[Records from a collection]
>> Begin
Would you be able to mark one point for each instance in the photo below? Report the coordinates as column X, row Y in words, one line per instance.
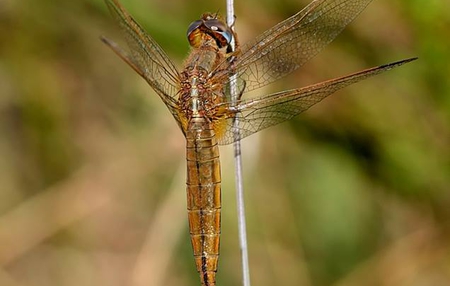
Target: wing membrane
column 253, row 115
column 146, row 58
column 291, row 43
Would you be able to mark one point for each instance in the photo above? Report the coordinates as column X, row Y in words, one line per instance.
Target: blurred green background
column 354, row 191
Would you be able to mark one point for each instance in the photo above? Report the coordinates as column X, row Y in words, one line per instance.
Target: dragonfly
column 208, row 97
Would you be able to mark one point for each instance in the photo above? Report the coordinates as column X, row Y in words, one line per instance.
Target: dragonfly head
column 210, row 26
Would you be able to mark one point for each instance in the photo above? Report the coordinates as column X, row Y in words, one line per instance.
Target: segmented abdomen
column 203, row 197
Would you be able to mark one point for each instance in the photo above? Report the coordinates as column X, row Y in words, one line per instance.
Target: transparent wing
column 291, row 43
column 253, row 115
column 146, row 57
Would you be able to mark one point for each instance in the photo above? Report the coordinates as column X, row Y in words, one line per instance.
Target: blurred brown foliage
column 353, row 192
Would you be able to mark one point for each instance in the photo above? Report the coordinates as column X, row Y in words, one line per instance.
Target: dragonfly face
column 210, row 26
column 199, row 96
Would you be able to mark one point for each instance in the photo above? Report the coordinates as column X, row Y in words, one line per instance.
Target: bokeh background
column 354, row 191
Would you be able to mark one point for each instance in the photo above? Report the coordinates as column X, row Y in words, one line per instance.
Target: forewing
column 291, row 43
column 146, row 57
column 253, row 115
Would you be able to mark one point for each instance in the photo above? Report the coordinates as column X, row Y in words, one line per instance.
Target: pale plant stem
column 238, row 167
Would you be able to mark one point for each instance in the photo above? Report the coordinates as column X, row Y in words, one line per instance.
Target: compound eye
column 193, row 26
column 220, row 32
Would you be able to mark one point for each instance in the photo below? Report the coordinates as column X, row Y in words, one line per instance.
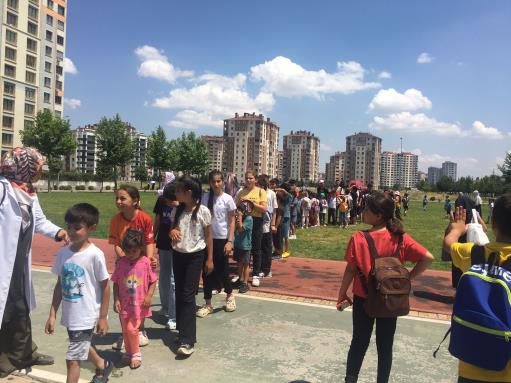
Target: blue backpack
column 481, row 318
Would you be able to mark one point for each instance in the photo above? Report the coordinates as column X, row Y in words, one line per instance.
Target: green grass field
column 427, row 227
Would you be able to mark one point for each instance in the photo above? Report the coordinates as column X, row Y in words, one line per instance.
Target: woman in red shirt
column 385, row 232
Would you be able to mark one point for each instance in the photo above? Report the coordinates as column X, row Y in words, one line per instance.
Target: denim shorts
column 79, row 344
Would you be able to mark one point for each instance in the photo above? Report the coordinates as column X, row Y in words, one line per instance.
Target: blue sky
column 435, row 73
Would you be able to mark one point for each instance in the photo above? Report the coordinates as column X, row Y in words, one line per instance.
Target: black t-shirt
column 162, row 235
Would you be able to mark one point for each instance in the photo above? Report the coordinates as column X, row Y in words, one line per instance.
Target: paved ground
column 302, row 277
column 263, row 341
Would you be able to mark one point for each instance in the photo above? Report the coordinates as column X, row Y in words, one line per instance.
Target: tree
column 192, row 154
column 160, row 154
column 51, row 135
column 141, row 174
column 115, row 145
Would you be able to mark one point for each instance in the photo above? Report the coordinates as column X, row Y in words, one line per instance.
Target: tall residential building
column 335, row 169
column 250, row 142
column 301, row 156
column 434, row 175
column 86, row 156
column 363, row 162
column 449, row 169
column 399, row 169
column 215, row 146
column 32, row 48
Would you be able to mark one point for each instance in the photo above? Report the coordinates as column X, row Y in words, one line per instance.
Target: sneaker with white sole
column 143, row 340
column 204, row 311
column 171, row 324
column 185, row 350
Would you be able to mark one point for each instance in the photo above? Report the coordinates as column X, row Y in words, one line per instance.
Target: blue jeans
column 167, row 286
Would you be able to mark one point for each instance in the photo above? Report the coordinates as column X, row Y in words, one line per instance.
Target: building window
column 29, row 109
column 30, row 94
column 31, row 61
column 33, row 12
column 10, row 54
column 11, row 36
column 7, row 121
column 9, row 88
column 6, row 139
column 10, row 70
column 30, row 77
column 8, row 105
column 12, row 19
column 31, row 45
column 12, row 4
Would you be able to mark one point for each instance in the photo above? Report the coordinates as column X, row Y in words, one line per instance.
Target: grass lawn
column 427, row 227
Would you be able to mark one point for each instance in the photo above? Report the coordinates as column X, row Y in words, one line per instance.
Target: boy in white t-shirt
column 83, row 289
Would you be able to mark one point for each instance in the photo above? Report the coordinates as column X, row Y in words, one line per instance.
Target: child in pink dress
column 134, row 285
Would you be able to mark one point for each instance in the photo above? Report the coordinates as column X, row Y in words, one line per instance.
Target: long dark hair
column 379, row 203
column 211, row 176
column 188, row 183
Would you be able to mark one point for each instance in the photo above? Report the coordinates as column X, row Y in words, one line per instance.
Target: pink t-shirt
column 133, row 279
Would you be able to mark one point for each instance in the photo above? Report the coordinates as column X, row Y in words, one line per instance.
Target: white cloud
column 283, row 77
column 73, row 103
column 212, row 99
column 479, row 130
column 425, row 58
column 156, row 65
column 416, row 123
column 384, row 75
column 69, row 66
column 390, row 100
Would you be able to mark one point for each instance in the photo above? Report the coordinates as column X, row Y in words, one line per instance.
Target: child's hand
column 102, row 327
column 117, row 306
column 49, row 328
column 147, row 301
column 175, row 235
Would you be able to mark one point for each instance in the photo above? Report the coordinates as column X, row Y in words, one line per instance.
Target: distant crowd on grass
column 194, row 234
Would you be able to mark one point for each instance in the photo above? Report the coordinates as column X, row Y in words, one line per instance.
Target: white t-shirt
column 80, row 275
column 193, row 236
column 222, row 206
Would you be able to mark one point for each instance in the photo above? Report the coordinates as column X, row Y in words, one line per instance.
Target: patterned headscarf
column 22, row 166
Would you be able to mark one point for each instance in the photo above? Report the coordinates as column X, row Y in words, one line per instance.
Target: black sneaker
column 243, row 288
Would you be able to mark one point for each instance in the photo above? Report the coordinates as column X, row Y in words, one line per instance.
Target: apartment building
column 398, row 169
column 215, row 146
column 301, row 156
column 31, row 56
column 363, row 158
column 250, row 142
column 335, row 169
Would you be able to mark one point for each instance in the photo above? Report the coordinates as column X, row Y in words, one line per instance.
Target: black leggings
column 362, row 330
column 220, row 275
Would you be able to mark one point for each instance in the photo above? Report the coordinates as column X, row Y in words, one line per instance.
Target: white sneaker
column 171, row 324
column 143, row 340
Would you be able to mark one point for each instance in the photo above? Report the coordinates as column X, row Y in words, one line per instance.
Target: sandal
column 101, row 376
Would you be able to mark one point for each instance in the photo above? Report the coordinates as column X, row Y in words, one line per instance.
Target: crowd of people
column 192, row 236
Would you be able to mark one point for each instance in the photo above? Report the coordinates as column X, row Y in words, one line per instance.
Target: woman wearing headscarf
column 20, row 217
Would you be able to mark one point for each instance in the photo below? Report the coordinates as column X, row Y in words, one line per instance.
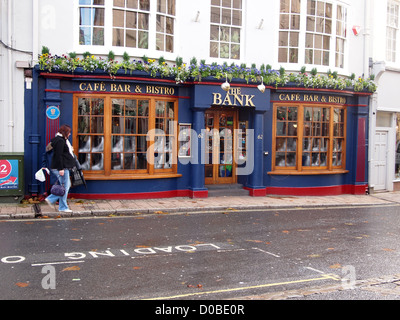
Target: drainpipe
column 11, row 78
column 35, row 31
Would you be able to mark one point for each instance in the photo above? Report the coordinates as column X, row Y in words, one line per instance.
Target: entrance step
column 226, row 190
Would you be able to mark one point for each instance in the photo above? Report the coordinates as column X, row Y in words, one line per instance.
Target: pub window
column 120, row 137
column 308, row 138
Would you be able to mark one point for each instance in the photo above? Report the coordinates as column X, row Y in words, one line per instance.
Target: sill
column 143, row 176
column 307, row 172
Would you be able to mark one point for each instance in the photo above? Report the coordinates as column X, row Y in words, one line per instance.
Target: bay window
column 122, row 137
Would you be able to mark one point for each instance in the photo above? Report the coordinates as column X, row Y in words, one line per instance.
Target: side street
column 88, row 208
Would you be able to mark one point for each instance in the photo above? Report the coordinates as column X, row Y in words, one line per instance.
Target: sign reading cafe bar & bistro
column 125, row 88
column 304, row 97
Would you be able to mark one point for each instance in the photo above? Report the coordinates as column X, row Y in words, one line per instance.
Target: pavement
column 90, row 208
>> End
Return each line of the listing above that contains the string "shirt".

### SOLUTION
Target: woman in red shirt
Target: black t-shirt
Target: boy in white t-shirt
Target: pink t-shirt
Target: white t-shirt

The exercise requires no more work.